--- What this task involves ---
Count the lines in the rows below that contain the string "polo", and give only that number.

--- Data pulled from a collection ---
*****

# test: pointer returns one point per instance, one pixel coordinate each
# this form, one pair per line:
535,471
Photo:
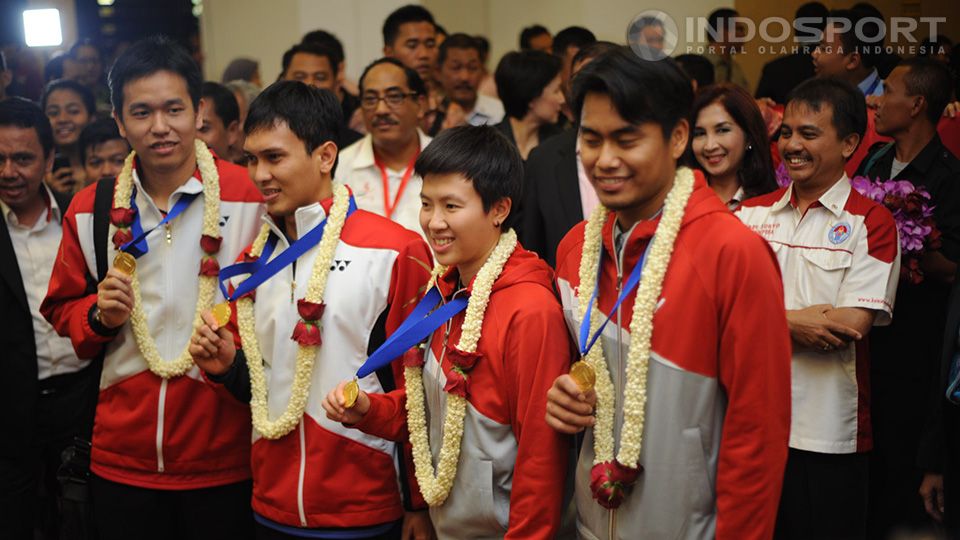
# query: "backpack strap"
102,205
876,157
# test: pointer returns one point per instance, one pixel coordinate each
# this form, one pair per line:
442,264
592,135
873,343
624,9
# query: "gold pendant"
125,262
221,313
350,393
582,373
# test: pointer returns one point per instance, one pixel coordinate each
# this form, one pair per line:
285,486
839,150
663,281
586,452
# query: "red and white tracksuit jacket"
322,474
149,432
718,387
513,466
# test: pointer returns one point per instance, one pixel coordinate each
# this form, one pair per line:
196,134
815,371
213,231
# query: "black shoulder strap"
876,157
102,205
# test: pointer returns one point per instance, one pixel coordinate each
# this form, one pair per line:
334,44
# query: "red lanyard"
387,207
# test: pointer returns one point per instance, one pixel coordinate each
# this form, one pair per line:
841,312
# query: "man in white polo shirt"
839,256
379,167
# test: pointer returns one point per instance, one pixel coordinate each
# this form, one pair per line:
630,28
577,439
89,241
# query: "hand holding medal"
115,293
212,346
346,403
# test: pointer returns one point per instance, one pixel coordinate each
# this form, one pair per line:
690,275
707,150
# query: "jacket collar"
834,199
306,217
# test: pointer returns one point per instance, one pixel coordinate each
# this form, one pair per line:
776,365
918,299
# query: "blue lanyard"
263,271
585,341
138,246
420,324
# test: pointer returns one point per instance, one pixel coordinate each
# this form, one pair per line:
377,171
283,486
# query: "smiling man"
914,94
379,167
221,128
459,71
103,150
839,255
353,284
706,437
46,391
165,443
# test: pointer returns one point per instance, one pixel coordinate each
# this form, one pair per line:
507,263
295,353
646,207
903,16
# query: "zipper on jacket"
438,388
161,406
621,372
303,470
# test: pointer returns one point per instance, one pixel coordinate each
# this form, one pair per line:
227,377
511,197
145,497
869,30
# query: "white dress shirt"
36,248
357,168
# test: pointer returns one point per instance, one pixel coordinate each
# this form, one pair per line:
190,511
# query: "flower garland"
306,333
122,217
610,478
435,485
913,215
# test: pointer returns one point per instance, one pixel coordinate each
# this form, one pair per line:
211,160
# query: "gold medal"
221,312
125,262
350,393
582,373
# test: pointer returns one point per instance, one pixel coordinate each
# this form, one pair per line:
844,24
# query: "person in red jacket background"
337,281
475,392
169,451
692,391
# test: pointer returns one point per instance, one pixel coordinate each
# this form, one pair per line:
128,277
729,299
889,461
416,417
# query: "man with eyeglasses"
379,167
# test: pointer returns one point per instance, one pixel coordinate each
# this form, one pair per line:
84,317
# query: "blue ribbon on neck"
586,342
138,247
421,323
262,271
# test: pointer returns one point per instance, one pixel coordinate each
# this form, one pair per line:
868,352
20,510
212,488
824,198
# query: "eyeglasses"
392,99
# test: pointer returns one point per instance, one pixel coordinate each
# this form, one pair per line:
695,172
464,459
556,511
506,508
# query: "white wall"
264,29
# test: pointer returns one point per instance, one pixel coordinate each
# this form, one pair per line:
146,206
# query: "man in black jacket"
553,192
905,355
46,392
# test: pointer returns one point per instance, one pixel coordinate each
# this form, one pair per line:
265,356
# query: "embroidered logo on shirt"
340,266
839,233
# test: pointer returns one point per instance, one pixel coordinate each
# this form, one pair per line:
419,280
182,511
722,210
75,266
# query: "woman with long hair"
529,87
69,106
729,143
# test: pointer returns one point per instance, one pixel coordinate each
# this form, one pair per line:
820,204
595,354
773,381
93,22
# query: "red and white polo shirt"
844,251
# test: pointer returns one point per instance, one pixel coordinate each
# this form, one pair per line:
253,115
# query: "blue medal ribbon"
585,341
262,271
138,247
420,324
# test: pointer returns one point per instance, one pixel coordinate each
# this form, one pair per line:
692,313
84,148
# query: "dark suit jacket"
551,195
18,350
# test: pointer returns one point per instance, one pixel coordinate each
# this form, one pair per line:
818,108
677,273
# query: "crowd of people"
593,293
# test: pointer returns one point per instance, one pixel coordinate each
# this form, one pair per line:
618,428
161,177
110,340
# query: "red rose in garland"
610,481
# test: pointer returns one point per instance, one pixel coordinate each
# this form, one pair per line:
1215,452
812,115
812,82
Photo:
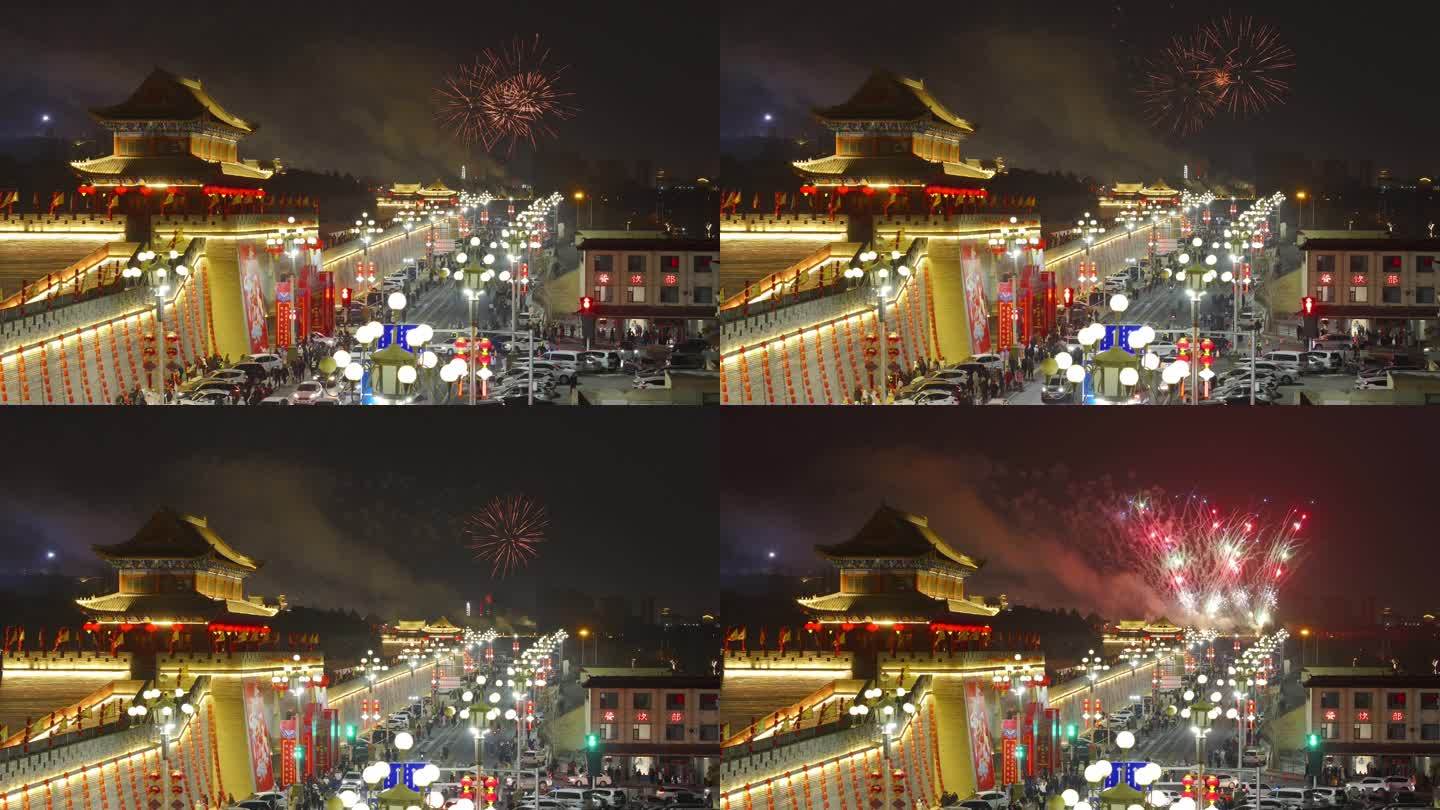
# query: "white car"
270,362
308,391
932,397
1365,786
653,379
997,799
988,361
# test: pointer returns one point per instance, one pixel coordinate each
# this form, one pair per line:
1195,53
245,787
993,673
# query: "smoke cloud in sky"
1028,525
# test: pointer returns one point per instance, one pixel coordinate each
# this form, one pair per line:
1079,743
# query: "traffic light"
1311,317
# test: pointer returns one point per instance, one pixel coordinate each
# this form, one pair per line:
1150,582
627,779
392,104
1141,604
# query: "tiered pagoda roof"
897,570
890,98
894,533
918,139
167,97
176,548
170,535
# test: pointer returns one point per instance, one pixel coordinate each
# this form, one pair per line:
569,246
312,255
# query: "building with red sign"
1375,724
1384,287
660,286
657,724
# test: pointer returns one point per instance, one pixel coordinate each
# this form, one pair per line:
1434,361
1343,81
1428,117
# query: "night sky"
369,513
347,85
1020,487
1049,84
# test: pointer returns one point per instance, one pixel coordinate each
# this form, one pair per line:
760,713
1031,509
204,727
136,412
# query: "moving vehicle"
206,398
1056,389
267,361
308,391
997,799
929,397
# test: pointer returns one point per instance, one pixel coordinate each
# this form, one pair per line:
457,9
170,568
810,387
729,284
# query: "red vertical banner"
284,313
1005,314
288,774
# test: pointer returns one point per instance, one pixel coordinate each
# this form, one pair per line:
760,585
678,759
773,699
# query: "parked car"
308,392
267,361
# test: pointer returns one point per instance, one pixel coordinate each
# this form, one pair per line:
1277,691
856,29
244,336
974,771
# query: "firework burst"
1247,64
510,94
1218,567
506,533
1178,91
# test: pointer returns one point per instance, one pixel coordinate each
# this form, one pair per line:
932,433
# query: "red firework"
1177,91
509,94
1247,61
506,532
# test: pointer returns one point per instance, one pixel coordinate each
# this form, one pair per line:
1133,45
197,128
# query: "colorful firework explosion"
1218,567
1178,92
1249,59
509,94
1234,65
506,532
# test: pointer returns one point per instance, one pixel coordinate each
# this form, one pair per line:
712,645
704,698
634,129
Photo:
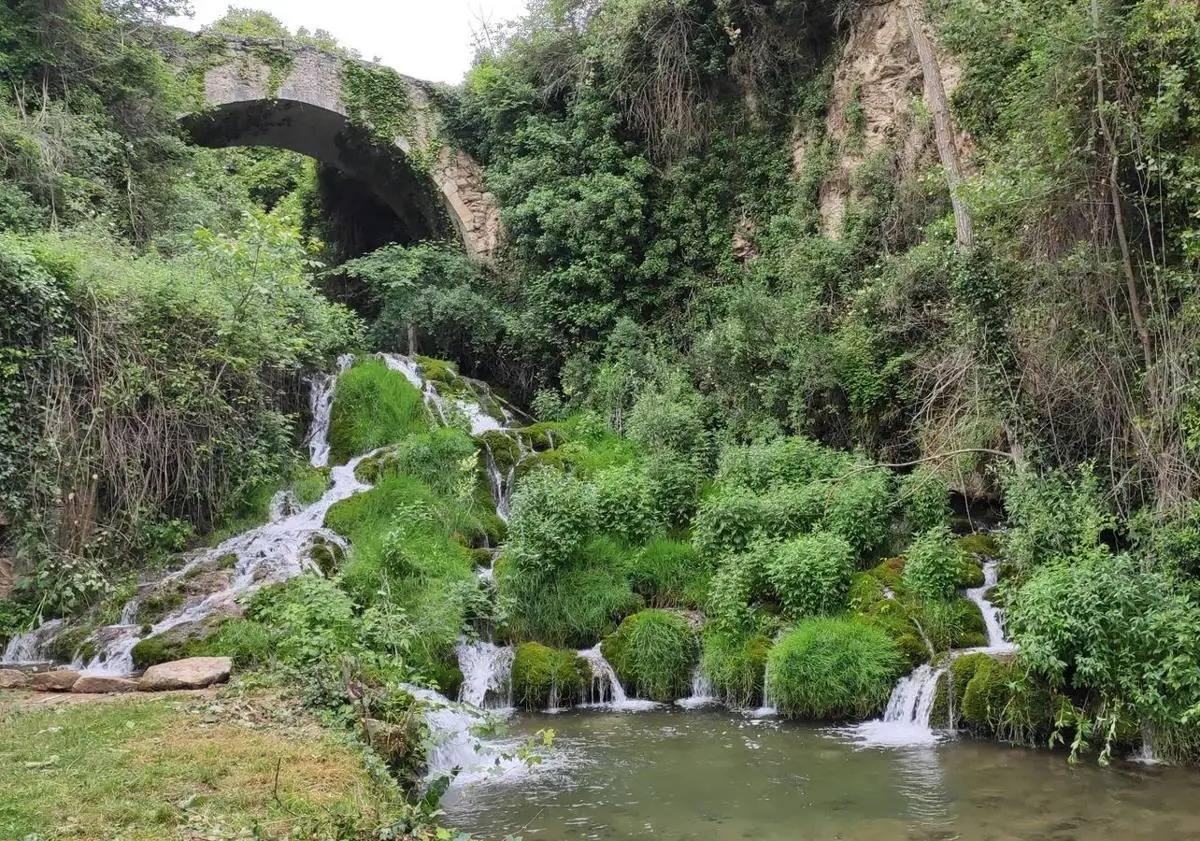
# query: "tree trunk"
943,126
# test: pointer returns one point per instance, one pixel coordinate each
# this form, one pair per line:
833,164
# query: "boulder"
11,678
96,684
190,673
59,680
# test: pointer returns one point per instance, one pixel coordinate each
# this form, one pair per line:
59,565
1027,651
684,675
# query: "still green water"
717,776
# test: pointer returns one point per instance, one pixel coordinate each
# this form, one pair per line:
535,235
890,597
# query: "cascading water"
906,720
269,553
993,616
606,690
702,692
486,674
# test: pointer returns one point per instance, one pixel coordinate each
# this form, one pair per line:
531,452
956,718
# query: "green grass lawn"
150,768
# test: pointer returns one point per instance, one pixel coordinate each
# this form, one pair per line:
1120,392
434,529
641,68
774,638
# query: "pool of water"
718,776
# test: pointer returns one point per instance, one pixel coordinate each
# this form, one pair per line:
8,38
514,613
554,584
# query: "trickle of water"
454,744
30,647
321,404
606,689
906,719
993,616
486,674
702,692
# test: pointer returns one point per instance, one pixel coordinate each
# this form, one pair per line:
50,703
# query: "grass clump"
174,770
933,565
669,574
832,668
545,676
373,407
653,653
735,665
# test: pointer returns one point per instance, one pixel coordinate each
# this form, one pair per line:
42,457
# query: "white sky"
426,38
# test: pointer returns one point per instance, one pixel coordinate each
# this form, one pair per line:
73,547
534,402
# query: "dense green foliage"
832,668
653,653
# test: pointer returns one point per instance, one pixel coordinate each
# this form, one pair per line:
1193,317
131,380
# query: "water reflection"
718,776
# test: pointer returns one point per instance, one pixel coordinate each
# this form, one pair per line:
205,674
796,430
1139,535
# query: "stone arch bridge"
366,120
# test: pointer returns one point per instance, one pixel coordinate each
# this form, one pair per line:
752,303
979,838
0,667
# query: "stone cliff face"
876,104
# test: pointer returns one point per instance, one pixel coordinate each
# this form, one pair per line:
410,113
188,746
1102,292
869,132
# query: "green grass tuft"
832,668
373,407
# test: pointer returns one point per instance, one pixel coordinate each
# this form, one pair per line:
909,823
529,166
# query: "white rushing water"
269,553
486,674
605,689
702,692
993,616
906,720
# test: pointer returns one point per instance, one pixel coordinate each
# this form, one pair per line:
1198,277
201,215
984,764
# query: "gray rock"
59,680
96,684
11,678
190,673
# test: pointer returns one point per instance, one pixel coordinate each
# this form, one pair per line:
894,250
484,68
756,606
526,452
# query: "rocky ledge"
190,673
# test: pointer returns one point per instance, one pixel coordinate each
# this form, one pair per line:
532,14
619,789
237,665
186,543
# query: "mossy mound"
831,670
736,665
373,406
544,676
981,545
653,653
72,643
996,698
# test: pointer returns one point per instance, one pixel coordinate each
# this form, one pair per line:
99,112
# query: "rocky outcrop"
874,106
96,684
11,678
59,680
191,673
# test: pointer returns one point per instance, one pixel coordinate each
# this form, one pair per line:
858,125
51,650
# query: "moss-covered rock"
982,545
653,653
72,643
544,676
187,640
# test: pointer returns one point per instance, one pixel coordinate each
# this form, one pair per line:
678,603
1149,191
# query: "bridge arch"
367,121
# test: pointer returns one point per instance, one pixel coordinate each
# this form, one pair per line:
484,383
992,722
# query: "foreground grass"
149,768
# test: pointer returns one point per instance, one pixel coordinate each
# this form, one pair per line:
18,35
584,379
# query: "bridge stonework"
276,92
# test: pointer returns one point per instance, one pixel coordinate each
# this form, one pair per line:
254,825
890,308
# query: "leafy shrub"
735,665
373,407
1051,516
859,509
653,653
933,565
627,503
832,668
810,574
545,677
669,574
1107,625
927,500
552,515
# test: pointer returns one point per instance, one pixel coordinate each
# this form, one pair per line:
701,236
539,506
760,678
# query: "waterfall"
702,692
453,746
486,674
321,404
906,720
606,690
30,647
993,616
269,553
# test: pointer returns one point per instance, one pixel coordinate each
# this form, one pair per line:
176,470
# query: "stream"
718,775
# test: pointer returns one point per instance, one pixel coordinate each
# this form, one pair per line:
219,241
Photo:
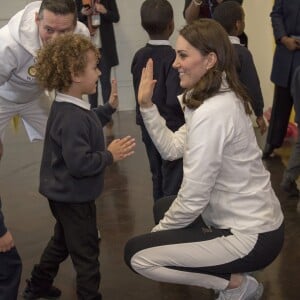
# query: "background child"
231,16
73,163
10,261
159,24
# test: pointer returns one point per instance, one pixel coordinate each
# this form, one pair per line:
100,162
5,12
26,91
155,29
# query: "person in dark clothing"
195,9
285,17
103,36
292,171
10,261
166,175
231,16
73,164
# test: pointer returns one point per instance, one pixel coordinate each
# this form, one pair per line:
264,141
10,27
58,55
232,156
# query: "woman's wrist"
197,2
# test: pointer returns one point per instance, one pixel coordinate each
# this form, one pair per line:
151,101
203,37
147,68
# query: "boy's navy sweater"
74,156
167,87
249,77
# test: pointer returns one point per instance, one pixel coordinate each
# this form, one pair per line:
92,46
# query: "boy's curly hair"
59,58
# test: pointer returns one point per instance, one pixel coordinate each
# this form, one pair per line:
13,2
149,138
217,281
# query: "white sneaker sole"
257,294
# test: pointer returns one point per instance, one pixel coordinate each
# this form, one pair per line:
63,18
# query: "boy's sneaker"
250,289
32,293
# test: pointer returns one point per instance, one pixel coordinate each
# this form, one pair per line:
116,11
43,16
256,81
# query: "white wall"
130,36
261,42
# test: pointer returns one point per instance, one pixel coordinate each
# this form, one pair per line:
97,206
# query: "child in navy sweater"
231,16
73,164
159,24
10,261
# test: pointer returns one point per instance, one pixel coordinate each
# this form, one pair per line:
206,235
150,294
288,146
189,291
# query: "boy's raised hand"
114,99
146,87
6,242
122,148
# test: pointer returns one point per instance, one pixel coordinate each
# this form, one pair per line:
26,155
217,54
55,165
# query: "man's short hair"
59,7
156,15
227,14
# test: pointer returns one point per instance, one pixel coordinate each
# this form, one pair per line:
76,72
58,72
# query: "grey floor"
124,210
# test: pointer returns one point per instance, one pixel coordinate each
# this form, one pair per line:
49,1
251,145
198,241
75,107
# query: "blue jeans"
104,81
10,274
166,175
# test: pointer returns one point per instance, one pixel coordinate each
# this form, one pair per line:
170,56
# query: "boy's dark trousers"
10,274
166,175
75,234
10,270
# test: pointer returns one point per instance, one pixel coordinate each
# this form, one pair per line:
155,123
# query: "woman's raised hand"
146,87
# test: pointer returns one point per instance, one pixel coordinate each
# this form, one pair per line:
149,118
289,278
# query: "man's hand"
146,87
101,8
6,242
121,148
260,121
290,43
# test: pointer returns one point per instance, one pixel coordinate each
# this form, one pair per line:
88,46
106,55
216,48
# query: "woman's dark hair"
208,36
59,7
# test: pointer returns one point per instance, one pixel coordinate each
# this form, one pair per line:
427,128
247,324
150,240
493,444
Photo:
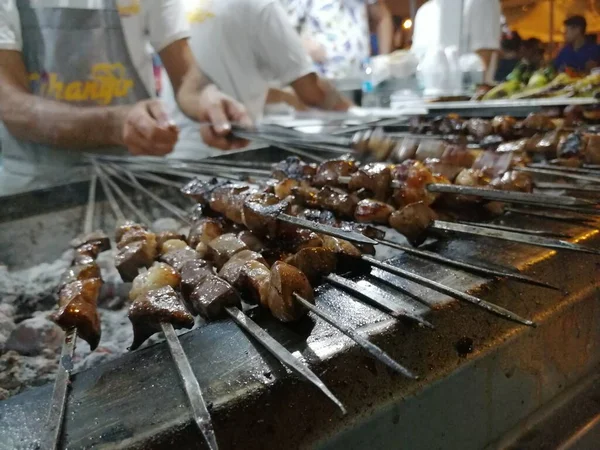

*****

--- Exercise solution ---
2